━━ Supplied data ━━

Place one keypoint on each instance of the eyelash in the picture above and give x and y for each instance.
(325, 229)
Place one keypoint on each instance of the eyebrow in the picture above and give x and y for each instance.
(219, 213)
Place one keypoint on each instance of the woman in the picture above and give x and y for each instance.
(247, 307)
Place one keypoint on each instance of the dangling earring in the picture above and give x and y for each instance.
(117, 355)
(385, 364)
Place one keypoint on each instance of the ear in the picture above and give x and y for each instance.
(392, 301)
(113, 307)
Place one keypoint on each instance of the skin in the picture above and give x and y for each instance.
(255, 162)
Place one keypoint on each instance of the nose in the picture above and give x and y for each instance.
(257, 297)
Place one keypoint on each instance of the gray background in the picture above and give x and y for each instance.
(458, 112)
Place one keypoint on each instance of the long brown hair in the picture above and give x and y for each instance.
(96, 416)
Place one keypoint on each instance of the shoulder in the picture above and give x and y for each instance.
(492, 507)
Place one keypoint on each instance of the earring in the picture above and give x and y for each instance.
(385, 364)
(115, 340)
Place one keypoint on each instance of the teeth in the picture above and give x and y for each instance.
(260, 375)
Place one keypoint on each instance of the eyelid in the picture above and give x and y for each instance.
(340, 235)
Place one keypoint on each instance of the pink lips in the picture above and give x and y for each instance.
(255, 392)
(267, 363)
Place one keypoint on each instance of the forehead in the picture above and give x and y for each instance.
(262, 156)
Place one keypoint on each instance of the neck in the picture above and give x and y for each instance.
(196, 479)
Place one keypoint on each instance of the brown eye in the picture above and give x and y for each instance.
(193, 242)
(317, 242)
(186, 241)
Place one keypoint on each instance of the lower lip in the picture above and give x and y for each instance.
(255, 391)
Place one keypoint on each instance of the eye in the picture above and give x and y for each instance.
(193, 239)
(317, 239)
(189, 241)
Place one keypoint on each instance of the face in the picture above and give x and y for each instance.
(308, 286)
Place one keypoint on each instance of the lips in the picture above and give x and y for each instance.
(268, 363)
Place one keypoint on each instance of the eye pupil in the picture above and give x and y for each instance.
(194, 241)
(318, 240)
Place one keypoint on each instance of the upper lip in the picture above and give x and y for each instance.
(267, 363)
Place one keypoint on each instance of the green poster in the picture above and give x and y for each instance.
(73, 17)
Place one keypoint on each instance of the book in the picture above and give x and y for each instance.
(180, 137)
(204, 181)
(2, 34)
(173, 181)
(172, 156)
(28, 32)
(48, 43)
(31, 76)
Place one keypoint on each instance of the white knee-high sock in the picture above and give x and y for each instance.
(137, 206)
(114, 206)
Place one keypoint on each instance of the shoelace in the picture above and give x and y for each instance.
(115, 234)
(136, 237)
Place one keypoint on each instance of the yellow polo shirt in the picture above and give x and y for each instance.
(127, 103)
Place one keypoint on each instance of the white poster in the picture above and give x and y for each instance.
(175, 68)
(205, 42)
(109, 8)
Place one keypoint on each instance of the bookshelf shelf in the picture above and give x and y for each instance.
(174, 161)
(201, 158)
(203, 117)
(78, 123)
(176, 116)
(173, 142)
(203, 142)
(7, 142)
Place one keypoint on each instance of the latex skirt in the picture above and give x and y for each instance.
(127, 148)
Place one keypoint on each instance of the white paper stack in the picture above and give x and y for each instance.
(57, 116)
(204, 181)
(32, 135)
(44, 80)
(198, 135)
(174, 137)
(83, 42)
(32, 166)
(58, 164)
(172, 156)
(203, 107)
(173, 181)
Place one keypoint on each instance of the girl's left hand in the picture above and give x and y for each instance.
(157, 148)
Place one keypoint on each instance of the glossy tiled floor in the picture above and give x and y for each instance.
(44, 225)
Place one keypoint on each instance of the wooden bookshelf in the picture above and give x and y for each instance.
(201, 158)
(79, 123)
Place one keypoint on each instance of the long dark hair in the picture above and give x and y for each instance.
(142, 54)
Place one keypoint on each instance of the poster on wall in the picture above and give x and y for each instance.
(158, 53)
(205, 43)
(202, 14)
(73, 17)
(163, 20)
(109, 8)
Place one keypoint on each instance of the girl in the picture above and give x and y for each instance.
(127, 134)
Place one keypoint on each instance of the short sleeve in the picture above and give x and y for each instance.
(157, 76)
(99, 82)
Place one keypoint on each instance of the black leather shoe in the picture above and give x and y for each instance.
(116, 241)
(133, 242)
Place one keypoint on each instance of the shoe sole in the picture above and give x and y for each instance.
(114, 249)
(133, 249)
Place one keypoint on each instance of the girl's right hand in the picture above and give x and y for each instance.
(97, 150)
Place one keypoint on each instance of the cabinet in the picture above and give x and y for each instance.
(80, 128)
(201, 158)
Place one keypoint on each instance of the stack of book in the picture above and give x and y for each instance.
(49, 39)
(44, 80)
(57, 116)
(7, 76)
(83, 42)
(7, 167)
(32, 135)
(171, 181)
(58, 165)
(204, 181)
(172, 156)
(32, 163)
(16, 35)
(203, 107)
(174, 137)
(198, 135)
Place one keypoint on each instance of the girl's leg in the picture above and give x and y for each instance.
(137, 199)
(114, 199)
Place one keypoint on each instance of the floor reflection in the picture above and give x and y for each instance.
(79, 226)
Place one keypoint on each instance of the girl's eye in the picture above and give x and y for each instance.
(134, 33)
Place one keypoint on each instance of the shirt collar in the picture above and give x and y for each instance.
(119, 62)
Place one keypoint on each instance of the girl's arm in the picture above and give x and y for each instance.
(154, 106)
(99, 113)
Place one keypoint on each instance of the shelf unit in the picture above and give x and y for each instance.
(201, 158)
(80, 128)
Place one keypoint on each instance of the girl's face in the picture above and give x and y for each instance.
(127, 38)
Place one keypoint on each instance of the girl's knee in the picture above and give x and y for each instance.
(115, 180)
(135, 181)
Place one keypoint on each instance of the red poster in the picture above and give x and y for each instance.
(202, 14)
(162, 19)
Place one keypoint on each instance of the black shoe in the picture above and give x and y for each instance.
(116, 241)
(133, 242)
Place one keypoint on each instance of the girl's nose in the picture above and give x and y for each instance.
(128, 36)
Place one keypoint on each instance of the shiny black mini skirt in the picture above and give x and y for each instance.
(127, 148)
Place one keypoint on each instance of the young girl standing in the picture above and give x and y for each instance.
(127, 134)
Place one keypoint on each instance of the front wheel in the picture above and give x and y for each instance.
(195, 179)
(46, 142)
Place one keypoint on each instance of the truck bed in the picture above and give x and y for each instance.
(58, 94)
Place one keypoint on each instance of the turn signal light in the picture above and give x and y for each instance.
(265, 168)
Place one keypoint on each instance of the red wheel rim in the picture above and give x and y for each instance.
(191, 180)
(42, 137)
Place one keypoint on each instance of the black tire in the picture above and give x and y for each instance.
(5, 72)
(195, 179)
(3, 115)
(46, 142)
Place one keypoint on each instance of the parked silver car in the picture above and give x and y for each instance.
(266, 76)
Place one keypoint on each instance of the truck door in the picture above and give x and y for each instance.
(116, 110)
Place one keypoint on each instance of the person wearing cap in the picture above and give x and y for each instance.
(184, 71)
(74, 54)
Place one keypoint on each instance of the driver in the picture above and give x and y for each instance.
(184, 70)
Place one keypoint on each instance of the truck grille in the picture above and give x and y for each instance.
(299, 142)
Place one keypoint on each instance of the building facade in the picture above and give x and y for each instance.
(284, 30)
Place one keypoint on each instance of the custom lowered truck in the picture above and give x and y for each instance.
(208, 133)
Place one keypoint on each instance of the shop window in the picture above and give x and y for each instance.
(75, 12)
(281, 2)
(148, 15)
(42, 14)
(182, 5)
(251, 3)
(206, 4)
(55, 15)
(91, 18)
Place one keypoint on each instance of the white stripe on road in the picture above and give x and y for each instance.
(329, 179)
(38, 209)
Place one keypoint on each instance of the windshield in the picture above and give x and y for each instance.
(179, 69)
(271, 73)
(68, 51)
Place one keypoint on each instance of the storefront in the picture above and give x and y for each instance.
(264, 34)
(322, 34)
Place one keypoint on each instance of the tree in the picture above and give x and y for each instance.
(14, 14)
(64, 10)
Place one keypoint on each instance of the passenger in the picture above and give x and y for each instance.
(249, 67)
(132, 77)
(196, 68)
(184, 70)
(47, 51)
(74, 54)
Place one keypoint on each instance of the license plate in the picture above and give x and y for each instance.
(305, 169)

━━━

**What the task requires:** With the line containing "Place one keypoint on each instance of the passenger" as the first, output each line through the final line of the entries above, exactly.

**Final answer:**
Place one keypoint on each instance of the passenger in the picture above and give x and y for each instance.
(249, 67)
(132, 77)
(196, 68)
(184, 70)
(47, 51)
(74, 54)
Place one keypoint on each instance of the license plate in the picture above and give x and y for each instance.
(305, 169)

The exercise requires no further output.